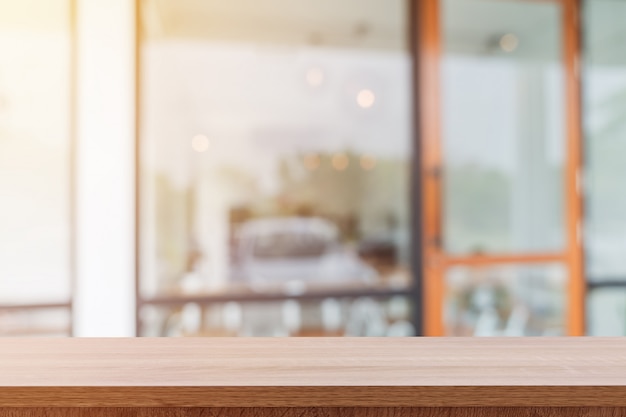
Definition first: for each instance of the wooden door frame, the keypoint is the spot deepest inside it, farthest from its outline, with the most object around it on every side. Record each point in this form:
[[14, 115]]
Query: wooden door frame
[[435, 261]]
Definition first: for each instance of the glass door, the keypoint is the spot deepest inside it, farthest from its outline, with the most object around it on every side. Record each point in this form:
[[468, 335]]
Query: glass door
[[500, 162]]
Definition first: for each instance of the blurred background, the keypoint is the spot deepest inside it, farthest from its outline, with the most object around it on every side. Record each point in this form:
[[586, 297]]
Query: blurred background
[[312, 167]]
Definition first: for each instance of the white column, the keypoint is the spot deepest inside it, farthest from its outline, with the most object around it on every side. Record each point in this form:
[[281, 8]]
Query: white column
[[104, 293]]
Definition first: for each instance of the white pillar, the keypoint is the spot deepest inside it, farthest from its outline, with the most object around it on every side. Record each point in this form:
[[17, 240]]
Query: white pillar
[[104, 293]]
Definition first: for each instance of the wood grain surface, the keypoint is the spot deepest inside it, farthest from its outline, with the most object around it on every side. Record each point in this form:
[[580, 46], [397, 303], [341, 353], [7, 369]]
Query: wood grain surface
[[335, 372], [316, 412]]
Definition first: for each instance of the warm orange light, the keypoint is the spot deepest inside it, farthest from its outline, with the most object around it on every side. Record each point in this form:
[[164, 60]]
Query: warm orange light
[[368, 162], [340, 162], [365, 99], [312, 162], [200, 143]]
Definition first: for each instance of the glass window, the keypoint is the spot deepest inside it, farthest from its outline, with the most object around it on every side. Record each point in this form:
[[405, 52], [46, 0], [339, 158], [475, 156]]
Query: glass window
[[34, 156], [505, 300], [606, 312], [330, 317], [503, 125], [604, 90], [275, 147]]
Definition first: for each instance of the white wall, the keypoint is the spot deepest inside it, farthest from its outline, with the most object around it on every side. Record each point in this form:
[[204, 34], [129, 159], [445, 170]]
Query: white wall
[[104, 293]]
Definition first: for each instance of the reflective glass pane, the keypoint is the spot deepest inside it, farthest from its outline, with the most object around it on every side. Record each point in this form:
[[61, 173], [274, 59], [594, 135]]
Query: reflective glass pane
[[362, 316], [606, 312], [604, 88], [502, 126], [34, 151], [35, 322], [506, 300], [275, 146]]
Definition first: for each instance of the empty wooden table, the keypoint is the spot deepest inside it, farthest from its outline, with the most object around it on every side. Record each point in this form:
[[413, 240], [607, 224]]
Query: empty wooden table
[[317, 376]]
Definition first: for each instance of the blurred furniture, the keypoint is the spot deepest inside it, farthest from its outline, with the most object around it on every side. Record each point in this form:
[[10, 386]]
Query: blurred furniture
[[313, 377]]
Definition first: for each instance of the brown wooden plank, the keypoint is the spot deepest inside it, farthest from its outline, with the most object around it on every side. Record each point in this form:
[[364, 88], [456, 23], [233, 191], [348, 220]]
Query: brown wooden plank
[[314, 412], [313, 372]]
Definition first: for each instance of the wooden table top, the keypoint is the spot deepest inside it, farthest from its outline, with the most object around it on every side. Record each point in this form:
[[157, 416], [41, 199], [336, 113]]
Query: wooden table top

============

### Instructions for the task
Copy every line of the data above word for word, but leave out the picture.

### Expected answer
Definition first: for each instance of the wooden door frame, the keypoint is the spot deepest inside it, farthest from its outline, with the most object around it on every side. Record each point in this form:
[[14, 115]]
Query: wooden door frame
[[435, 261]]
Definition first: for each instance of the glass door, the keypoint is the spot deepest inside it, farthest from its outline, with the most object around it on every side. Record each point in this form:
[[468, 335]]
Query: glass door
[[500, 162]]
Definition first: for each instance of the blurred background, the keypoint is the spot deepest inside it, farthest from its outline, with the most object around it on every side. Record each point in this form:
[[586, 297]]
Query: blurred background
[[312, 167]]
Definition first: for each instance of the white column, the keypoint is the spot deepest inside it, farthest from its outline, with the most object around it on every side. Record each point in this form:
[[281, 8]]
Query: white column
[[104, 293]]
Definition first: for each instance of the white pillar, the keypoint is the spot deepest inside it, farthest from its outline, with the most object around it on every side. Record each point in this form:
[[17, 240]]
Query: white pillar
[[104, 293]]
Definition first: for each instance of the wood grain surface, the keypoint is the spot deepest inside it, farthest from its outline, with the most object around it on every side. Record each point in this form:
[[580, 46], [397, 303], [341, 353], [7, 369]]
Query: wood grain surface
[[335, 372], [316, 412]]
Definition first: for each instance of the warm orange light, the keypoint is the spot deepest inside it, farthest from its outline, with the most object around it on every side. Record each point in this form:
[[164, 60]]
Query: warm orange light
[[368, 162], [340, 162], [365, 99], [312, 162], [200, 143]]
Definition first: for each instance of the glass window, the keypoint is the spot deepest inside it, farthest from its outline, with the most object around it on every side. Record each point in this form:
[[405, 52], [46, 0], [339, 158], [475, 156]]
Query: glass window
[[34, 156], [505, 300], [606, 312], [330, 317], [503, 125], [604, 90], [275, 147]]
Definition first: for each instance of the white wall, the keypoint is the spot deepest inside it, farthest from its outline, with the most object around it on every side. Record each point in this form:
[[204, 34], [129, 159], [445, 170]]
Query: white wall
[[104, 293]]
Definition first: for each instance of the reflective glass pane, the keypoint is the spot deepest inside it, farthest from its outline, with the most object around it on every side. Record each point in this form:
[[61, 173], [274, 59], [594, 135]]
Query: reflective glass pane
[[362, 316], [606, 312], [604, 88], [502, 126], [34, 151], [35, 322], [506, 300], [275, 146]]
Definition first: for each instance of the empty wooden table, the keypoint is the spot deepest inside it, farthest from its outline, with the most object around it on every side. Record each point in this form:
[[413, 240], [607, 224]]
Query: empty wooden table
[[317, 376]]
Definition first: for each instance of the blurred furniture, the keypoint is the spot deepest inside it, farthest from its outline, with the most object around it on every side. Record each point in this form:
[[10, 386]]
Query: blurred furniture
[[313, 377]]
Definition first: for each instance of the brown wooden plank, the keypoint is the spot deepest inside it, farthest from its outline, with the most object around it on every side. Record each point in this form:
[[364, 88], [456, 23], [233, 191], [348, 220]]
Query: brown wooden plank
[[314, 412], [313, 372]]
Definition first: for each instance of the wooden table top, the keypoint is the spot deepest inside it, farthest from its outline, with the most object around it on every side. Record each point in this form:
[[157, 416], [41, 199], [336, 113]]
Query: wooden table top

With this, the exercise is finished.